WORK ITEM: From the records below, copy out exactly the lines from the one containing "[[317, 483], [358, 676]]" to the one containing "Report one point per instance of the grass", both included. Add nothing else.

DATA SHOWN:
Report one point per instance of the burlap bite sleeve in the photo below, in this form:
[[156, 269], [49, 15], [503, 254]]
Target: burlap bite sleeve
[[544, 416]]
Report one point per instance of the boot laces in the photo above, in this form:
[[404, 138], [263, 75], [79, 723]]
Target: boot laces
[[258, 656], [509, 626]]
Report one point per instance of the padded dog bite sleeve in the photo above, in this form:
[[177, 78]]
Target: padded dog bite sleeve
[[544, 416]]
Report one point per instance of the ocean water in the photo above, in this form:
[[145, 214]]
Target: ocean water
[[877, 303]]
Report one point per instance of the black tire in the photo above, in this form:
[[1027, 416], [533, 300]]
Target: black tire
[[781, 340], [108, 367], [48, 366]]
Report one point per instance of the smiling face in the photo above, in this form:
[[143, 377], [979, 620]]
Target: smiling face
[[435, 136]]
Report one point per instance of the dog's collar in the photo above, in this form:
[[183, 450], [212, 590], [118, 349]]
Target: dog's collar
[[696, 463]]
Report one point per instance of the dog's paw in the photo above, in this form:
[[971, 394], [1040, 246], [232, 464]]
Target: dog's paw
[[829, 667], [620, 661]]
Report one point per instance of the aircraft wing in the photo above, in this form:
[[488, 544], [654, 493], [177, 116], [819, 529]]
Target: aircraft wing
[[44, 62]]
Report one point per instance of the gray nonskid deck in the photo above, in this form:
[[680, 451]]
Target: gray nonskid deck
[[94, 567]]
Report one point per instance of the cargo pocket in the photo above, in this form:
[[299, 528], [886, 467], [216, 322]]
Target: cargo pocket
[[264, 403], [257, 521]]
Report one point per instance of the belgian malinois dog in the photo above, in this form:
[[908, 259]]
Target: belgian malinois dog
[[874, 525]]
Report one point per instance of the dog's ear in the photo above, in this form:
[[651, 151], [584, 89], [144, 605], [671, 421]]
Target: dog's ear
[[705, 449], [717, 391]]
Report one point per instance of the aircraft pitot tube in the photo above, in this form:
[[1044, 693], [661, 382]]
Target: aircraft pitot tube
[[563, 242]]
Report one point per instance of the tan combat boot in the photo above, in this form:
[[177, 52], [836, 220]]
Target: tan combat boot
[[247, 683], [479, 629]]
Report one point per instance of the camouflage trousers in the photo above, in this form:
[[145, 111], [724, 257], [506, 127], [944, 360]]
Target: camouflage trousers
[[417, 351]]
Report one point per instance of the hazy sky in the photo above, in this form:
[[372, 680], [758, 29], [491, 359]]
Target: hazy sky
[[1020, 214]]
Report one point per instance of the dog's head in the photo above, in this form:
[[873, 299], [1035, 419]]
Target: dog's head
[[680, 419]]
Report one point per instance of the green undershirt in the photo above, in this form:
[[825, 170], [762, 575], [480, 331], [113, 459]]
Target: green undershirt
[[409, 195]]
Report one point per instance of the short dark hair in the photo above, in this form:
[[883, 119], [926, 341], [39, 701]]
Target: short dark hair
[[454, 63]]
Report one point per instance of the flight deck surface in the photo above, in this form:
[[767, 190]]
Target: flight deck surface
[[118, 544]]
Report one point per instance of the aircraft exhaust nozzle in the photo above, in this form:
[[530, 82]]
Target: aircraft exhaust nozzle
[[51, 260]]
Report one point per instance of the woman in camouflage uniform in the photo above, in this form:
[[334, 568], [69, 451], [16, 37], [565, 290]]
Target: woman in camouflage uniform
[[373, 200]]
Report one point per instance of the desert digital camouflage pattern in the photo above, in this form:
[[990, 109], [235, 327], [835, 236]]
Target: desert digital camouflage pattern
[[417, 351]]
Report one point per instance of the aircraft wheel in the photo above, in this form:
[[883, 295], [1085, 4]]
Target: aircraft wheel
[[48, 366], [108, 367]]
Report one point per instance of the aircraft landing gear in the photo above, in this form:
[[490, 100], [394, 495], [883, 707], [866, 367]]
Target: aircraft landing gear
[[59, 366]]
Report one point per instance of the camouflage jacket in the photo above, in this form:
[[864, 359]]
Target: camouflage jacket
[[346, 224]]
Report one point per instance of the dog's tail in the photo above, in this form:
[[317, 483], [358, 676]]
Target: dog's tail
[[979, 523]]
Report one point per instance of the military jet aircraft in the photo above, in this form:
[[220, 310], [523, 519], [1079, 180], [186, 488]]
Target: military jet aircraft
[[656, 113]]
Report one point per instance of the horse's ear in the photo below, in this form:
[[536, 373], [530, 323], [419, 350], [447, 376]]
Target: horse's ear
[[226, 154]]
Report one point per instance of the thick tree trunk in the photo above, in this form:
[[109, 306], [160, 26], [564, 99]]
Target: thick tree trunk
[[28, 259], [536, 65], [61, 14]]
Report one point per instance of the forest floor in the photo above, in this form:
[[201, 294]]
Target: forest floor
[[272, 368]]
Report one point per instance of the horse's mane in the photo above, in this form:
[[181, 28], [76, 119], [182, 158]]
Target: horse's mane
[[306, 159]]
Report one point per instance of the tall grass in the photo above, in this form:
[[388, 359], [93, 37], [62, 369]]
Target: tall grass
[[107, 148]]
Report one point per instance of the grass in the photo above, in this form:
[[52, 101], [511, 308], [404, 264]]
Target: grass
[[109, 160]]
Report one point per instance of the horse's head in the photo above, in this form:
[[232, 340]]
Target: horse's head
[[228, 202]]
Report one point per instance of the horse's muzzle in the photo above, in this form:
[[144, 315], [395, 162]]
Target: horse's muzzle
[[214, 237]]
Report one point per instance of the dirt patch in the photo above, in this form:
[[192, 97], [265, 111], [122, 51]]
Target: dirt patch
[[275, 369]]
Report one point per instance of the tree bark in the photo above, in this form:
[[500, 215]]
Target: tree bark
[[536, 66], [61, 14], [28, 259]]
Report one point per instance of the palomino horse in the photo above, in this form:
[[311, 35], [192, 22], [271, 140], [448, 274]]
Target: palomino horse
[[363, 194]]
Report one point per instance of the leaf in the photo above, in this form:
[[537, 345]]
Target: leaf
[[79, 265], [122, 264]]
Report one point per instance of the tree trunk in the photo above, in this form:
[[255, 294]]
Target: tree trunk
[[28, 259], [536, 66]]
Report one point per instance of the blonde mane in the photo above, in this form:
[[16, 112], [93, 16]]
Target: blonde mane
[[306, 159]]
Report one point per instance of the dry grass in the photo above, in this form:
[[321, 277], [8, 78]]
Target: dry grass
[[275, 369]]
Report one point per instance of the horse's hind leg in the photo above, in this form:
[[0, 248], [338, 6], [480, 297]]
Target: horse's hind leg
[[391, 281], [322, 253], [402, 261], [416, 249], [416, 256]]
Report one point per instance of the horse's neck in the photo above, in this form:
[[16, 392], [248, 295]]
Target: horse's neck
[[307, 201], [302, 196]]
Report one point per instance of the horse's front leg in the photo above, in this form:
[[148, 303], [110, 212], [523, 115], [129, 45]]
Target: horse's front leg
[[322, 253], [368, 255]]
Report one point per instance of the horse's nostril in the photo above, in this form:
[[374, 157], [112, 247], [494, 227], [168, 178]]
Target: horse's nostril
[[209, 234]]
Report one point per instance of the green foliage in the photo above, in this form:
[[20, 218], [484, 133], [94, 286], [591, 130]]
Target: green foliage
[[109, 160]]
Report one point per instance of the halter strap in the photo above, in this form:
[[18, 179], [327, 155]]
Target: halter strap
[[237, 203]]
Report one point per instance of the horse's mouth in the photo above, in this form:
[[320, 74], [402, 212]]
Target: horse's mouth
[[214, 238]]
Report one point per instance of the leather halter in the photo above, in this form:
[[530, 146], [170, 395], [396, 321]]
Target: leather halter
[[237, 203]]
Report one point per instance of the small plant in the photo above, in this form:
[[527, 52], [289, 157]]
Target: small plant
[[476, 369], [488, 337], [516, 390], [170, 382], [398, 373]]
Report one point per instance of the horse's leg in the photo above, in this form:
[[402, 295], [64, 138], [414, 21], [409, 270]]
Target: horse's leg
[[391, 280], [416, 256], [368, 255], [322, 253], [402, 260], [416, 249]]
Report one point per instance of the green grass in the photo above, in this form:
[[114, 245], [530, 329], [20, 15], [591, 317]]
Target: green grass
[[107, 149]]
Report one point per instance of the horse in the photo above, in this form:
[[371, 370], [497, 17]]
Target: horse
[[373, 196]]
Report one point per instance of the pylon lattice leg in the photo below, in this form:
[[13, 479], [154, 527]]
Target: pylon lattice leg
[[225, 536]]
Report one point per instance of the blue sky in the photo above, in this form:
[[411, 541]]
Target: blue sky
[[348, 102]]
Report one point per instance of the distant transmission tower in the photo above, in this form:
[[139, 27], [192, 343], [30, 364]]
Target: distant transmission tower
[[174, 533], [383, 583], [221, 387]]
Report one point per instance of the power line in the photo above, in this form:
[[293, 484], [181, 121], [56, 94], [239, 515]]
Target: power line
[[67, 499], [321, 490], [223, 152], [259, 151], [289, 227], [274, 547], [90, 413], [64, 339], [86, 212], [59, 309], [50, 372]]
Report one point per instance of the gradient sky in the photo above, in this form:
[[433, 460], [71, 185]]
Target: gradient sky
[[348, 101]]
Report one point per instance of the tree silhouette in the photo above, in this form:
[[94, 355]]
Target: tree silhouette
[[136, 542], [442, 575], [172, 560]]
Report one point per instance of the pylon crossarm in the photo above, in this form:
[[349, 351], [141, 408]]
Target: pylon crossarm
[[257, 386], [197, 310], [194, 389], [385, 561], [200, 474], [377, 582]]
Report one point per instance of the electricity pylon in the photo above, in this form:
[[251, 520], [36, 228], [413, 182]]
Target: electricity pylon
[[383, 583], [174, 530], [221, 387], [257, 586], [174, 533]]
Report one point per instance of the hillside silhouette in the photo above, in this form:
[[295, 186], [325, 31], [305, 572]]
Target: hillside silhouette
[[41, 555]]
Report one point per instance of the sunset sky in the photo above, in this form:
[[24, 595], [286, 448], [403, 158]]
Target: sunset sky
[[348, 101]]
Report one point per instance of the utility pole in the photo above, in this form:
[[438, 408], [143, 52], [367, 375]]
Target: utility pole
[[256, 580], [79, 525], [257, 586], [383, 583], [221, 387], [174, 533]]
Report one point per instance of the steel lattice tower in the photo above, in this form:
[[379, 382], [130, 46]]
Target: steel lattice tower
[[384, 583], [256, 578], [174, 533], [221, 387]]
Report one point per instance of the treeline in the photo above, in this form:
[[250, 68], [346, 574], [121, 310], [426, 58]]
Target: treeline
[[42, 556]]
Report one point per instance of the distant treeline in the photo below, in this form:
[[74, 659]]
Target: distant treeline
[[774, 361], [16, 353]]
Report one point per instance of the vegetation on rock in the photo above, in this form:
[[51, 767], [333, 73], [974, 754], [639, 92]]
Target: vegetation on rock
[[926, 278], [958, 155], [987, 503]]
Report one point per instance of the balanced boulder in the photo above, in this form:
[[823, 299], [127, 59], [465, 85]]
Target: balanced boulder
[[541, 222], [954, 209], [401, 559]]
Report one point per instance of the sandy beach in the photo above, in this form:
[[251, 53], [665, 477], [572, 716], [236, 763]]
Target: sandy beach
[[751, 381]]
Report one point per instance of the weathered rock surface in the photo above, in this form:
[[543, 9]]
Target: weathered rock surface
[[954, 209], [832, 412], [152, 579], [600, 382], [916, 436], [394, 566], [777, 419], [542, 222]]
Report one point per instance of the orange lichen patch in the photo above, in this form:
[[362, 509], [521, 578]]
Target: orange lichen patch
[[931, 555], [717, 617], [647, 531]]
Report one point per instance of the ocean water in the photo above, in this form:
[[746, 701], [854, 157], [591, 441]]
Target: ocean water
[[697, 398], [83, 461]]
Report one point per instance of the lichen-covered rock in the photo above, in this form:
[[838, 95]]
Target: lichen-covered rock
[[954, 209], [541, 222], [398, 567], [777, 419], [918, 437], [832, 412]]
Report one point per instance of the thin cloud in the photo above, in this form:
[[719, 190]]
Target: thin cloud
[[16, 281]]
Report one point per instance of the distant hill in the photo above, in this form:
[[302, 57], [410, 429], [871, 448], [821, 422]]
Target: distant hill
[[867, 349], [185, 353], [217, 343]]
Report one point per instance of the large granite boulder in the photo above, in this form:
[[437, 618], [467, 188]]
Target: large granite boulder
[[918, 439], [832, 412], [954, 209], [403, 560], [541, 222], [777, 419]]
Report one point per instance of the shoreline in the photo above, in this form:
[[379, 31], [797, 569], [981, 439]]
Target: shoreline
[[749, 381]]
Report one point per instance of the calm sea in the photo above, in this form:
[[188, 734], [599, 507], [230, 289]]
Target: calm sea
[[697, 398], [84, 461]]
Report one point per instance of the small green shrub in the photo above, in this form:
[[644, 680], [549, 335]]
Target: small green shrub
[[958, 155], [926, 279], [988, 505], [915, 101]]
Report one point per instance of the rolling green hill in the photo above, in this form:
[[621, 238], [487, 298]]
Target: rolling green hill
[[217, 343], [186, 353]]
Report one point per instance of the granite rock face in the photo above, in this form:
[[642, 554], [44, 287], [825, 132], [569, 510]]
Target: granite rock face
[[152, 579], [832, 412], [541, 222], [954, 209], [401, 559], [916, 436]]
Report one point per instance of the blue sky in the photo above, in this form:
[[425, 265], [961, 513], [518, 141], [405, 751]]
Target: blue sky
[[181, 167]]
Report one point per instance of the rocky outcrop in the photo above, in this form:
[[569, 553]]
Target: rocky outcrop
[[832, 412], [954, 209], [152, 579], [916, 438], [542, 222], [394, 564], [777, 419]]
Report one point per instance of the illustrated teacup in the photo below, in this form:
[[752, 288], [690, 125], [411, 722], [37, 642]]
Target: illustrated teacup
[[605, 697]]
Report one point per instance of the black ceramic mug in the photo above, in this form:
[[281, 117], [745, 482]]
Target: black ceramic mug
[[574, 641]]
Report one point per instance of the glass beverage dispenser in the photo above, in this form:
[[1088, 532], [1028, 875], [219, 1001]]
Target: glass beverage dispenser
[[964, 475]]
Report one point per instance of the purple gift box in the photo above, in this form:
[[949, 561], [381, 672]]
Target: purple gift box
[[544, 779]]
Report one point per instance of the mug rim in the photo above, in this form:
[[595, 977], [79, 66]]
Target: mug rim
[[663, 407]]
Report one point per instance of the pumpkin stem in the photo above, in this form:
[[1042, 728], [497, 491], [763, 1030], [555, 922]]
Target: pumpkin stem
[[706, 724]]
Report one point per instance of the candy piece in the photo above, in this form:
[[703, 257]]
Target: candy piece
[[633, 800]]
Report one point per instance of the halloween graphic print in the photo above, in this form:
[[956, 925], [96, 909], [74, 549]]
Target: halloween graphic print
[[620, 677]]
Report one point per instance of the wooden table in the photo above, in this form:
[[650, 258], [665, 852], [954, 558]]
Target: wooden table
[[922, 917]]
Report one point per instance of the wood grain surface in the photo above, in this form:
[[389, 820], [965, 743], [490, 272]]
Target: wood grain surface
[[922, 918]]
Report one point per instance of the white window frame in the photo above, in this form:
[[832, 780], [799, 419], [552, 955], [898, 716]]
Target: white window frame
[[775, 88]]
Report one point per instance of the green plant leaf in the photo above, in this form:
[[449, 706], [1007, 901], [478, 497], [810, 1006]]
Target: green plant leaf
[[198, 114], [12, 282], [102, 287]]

RESULT FOR THIS EXERCISE:
[[317, 483], [358, 676]]
Target: dog's tail
[[979, 523]]
Report one point per instance of the military jet aircraft in the photo above, in this form:
[[220, 310], [523, 519], [1079, 180], [186, 488]]
Target: military jet aircraft
[[656, 113]]
Report one point per instance of the horse's ear in the photo below, in this form:
[[536, 373], [530, 323], [419, 350], [447, 376]]
Target: horse's ear
[[226, 154]]
Report one point per instance of the thick tree trunk in the photo above, in this form:
[[109, 306], [160, 26], [564, 99]]
Target: thick tree trunk
[[28, 259], [536, 65], [61, 14]]
Report one point per instance of the forest floor in the photo above, in this form:
[[201, 294]]
Target: forest floor
[[272, 368]]
Report one point per instance of the horse's mane in the photo above, in this form:
[[181, 28], [76, 119], [182, 158]]
Target: horse's mane
[[306, 159]]
Report one point per instance of the tall grass in the photo above, in this form:
[[388, 359], [93, 37], [62, 369]]
Target: tall grass
[[107, 148]]
Report one point per instance of the grass in the photo above, in this form:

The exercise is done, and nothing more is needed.